--- Goal ---
Rewrite all the items below as a numbered list with one line per entry, skipping any blank lines. Leave the pictures out of your answer.
*** Source material
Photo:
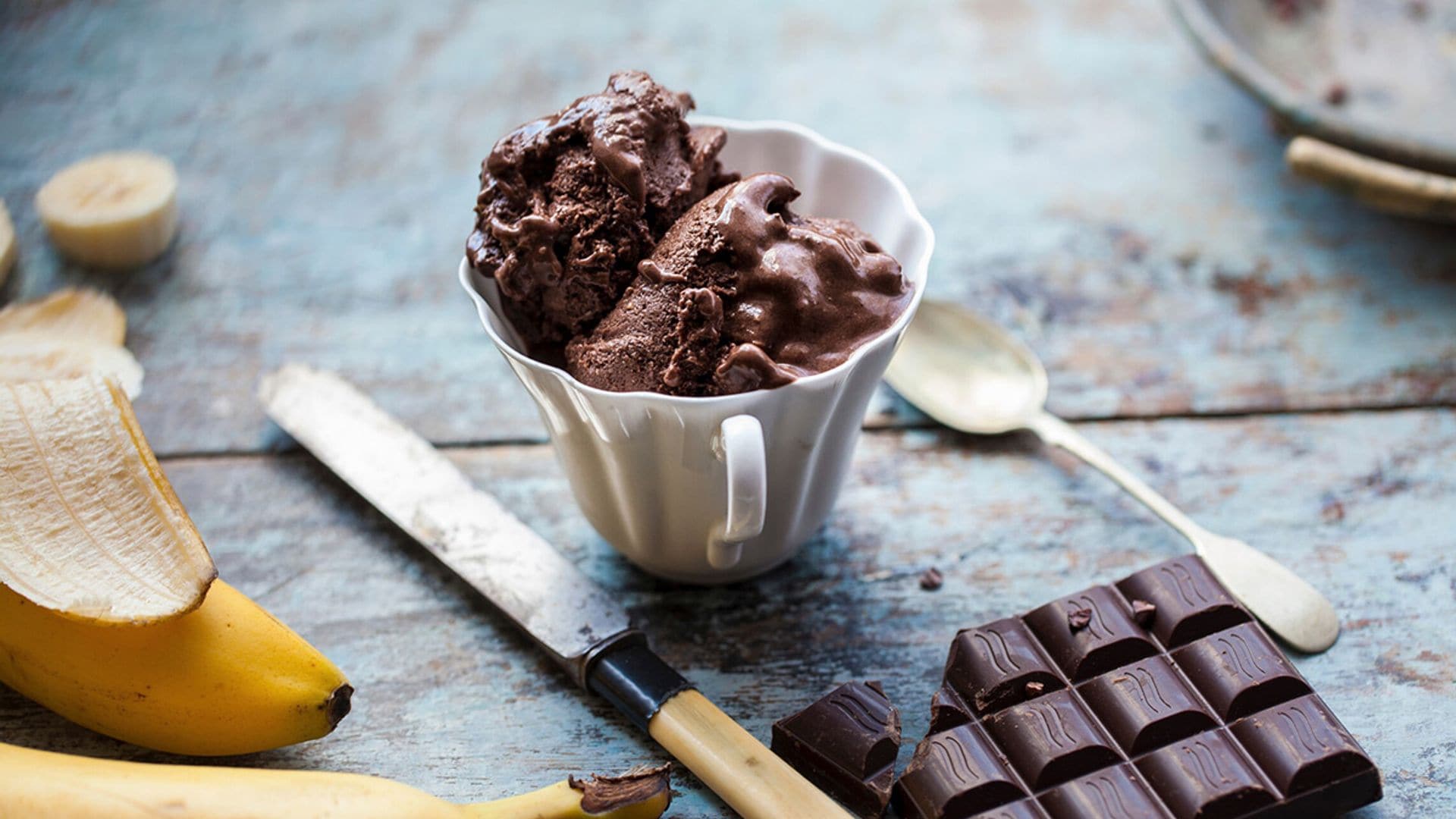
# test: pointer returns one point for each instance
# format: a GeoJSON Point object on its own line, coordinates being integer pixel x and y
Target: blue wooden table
{"type": "Point", "coordinates": [1280, 362]}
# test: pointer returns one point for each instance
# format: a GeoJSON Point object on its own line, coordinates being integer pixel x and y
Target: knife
{"type": "Point", "coordinates": [570, 617]}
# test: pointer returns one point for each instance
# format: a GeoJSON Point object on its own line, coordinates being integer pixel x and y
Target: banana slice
{"type": "Point", "coordinates": [89, 525]}
{"type": "Point", "coordinates": [71, 314]}
{"type": "Point", "coordinates": [44, 356]}
{"type": "Point", "coordinates": [111, 210]}
{"type": "Point", "coordinates": [8, 245]}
******
--- In response ---
1. Photo:
2. # test: pointer returns one point for each instance
3. # format: a GeoJSON Point object on its own line, coordinates being integer pixel x and y
4. Target: blue wooden table
5. {"type": "Point", "coordinates": [1280, 362]}
6. # test: pointer returns one point for each instance
7. # format: a GeoJSON Point object on its own line, coordinates being integer pixel x and y
8. Target: knife
9. {"type": "Point", "coordinates": [570, 617]}
10. # test: pointer returns one point for each instance
11. # format: a GeoJSON Point object on its own line, coordinates being integer pixel x and y
12. Target: banana slice
13. {"type": "Point", "coordinates": [89, 525]}
14. {"type": "Point", "coordinates": [71, 314]}
15. {"type": "Point", "coordinates": [44, 356]}
16. {"type": "Point", "coordinates": [111, 210]}
17. {"type": "Point", "coordinates": [8, 245]}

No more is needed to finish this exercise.